Exact repetition is required: output every record in full.

++++ Records for the exercise ++++

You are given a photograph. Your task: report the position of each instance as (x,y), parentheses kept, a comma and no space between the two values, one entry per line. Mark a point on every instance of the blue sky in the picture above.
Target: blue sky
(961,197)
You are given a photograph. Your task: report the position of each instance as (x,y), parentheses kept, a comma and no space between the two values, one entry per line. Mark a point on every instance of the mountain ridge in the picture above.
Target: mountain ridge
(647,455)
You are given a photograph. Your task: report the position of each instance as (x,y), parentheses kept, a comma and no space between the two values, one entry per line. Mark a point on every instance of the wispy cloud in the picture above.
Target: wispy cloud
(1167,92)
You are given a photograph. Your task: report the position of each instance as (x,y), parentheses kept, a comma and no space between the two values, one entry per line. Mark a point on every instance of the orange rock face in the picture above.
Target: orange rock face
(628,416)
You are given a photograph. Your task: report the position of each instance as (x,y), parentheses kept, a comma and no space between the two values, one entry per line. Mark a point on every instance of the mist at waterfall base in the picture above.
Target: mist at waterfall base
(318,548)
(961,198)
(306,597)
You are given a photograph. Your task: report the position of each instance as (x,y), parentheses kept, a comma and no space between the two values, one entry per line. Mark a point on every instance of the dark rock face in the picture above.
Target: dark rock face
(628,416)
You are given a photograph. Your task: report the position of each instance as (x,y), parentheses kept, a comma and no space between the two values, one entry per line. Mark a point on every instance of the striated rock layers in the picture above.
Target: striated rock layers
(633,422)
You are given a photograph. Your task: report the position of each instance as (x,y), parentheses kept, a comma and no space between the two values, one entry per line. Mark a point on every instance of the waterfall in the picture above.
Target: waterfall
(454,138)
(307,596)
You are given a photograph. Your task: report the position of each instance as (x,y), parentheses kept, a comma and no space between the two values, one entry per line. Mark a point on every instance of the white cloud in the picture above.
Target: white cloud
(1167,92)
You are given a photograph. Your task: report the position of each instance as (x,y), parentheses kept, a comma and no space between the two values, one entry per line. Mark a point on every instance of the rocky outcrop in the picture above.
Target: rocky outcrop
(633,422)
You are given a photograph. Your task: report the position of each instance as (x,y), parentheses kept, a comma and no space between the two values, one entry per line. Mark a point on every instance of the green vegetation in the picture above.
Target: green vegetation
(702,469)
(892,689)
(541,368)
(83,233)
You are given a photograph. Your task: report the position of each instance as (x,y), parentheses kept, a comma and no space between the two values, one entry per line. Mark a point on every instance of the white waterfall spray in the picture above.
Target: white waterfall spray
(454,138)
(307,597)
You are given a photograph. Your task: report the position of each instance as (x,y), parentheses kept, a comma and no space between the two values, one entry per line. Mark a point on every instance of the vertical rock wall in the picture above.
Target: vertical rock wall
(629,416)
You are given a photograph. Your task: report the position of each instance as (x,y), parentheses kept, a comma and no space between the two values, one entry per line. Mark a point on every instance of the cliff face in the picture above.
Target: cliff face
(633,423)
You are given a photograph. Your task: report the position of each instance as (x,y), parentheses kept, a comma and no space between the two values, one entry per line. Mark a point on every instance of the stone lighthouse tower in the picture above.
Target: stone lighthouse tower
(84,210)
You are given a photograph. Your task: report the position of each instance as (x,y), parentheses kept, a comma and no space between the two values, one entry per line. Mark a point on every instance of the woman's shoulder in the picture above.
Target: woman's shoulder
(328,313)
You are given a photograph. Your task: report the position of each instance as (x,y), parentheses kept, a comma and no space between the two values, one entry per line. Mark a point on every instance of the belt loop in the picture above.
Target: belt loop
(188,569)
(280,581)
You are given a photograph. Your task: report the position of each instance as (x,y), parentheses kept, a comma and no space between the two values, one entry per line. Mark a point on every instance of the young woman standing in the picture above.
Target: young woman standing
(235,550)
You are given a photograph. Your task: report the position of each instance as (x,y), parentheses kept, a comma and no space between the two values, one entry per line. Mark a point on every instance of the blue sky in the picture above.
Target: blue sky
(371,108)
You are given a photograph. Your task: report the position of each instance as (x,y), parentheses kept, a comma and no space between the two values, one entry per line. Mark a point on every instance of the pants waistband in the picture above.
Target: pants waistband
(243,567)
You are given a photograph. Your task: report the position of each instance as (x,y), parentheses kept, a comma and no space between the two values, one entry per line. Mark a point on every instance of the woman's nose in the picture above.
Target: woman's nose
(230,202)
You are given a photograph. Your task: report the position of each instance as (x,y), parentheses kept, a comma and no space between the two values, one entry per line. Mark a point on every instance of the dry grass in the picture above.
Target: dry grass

++++

◆ Solution to this task:
You are given a photograph. Your task: report the position of each instance as (x,y), parentheses kept, a comma and no space between the two values, one entry per line. Mark a point on every instance of the blue sky in the picture above.
Target: blue sky
(961,197)
You are given a photograph. Your task: report the position of each instance as (x,y), parentheses kept, a comma and no space between the two values, one entry per line. Mark a point on every instance of the mountain ridge in the picture above.
Target: mountain ridge
(647,455)
You are given a photograph. Your task: report the position of each instance as (x,y), parentheses kept, a comma and no space between the two values, one entry per line. Mark a point on every instance of the wispy cloud in the picture above.
Target: wispy cloud
(1167,92)
You are given a photograph. Your task: report the position of each instance as (x,y), parentheses kept, a comma and no space between the two values, one entry per line. Mark a point on every instance of the orange rock face in the picture above.
Target: orange rock face
(628,416)
You are given a photograph. Your task: report the position of each instance as (x,y), parentheses kept, a comma and no space between the two values, one entry per line. Mark a point on every instance of the mist at waterfall base in the picture above.
Target: mist at waterfall base
(318,548)
(961,198)
(306,597)
You are given a photograph. Your task: report the position of each instance as (x,y), parentheses kept, a comma and no space between the two values, one entry per line. Mark a point on every instance of the dark rock face in the picture above.
Target: dark rock face
(628,416)
You are given a photograph. Your task: report the position of each instance as (x,y), parentheses kept, a comma and no space between the two values, one entry per line. Mark a point on every instance of the striated rock layers in the picture above.
Target: striated rock layers
(633,422)
You are given a photograph. Your task: report the position of each instance as (x,y), parentheses kept, a comma and no space between the two values, one entry per line. Mark a point on every instance of the waterfall in the picture above.
Target: waterfall
(454,138)
(307,596)
You are given a photograph. Your task: report the position of each instance as (x,y), parentheses kept, a comma and no space between the two values, one entry per line. Mark a point on every instance of the white cloud in the picture above.
Target: white cloud
(1167,92)
You are given a photograph. Your task: report the position of each instance as (x,y), parentheses kept, a comma and no space between the two values, one entry per line. Mark a point on every instance of the rocky outcrop in the picture above.
Target: rocky outcrop
(633,422)
You are given a photograph. Your task: report the position of each instance as (x,y), parentheses kept, a comma and no space between the two values, one entry per line. Mark a point on every instance of the green vegetation in the picture above.
Target: green vegetation
(702,469)
(892,689)
(541,368)
(83,233)
You are given a photograph. Your task: report the position of each instance as (x,y), parentheses kept, a comma and no space between the two values, one entry per line. Mark a point on every instance of the white waterfall spray in the picture above.
Target: white waterfall spray
(454,138)
(307,597)
You are given a photograph. Your task: report the position of each instance as (x,y), parentheses kept, a comma and no space between the two values, one entry per line. Mark a point on every instance of the vertical rock wall in the picture above.
Target: vertical rock wall
(629,416)
You are given a photograph. Your task: report the position of each instance as (x,y), parentheses kept, a comma and no space between the two values, one entry per line. Mark a point on every instance of the cliff face in the picture above.
Target: cliff face
(633,423)
You are given a photograph. Your task: report the position of each instance as (x,y), parentheses kept, a comma and no space between the two values, one entry per line. Mark a point on every instance of the stone lighthouse tower in the picture above.
Target: stone lighthouse tower
(84,210)
You are given a photograph. Your task: report the position of each instance as (x,y), parentheses kept, a comma and no space between the two values, one entry per line. Mark a point on every instance of the woman's shoulder in the picture above.
Target: woman's shoulder
(328,313)
You are given a photograph. Your task: report the position of each instance as (x,y), parentheses kept, a comma and no space between the two values, one entry per line. Mark a point on every instance of the belt loop in the picture above.
Target: belt loop
(188,569)
(280,581)
You are given a photograph. Your task: report the position of each instance as (x,y), parentheses kept, a comma and no space between the two values, one entry per line. Mark a point on every instance of the young woman standing in the picture above.
Target: young woman standing
(235,550)
You are given a photograph. Your task: report the position of each instance as (x,y), parentheses kept, a comma and no space between the two values, one entry per line. Mark a point on every instance of the blue sky in the picture above.
Target: blue sky
(371,108)
You are given a photograph. Your task: report the position of each instance as (x,y), parentheses kept, a comma and no space between the two values, one entry per line. Mark a point on every instance of the pants waistband in the picture above.
Target: pants waistband
(243,567)
You are given a photograph. Your task: report the position of each instance as (x,y), parentheses kept, a comma and no space between the two values, one entry per line. Mark a point on every instance of the woman's nose in the picture above.
Target: woman's nose
(230,202)
You are given a photograph. Your task: report the position of each instance as (x,y), parentheses kept, a comma and no space between the two values, one entry per line. Mark a point on every instance of the dry grass in the picture above.
Target: dry grass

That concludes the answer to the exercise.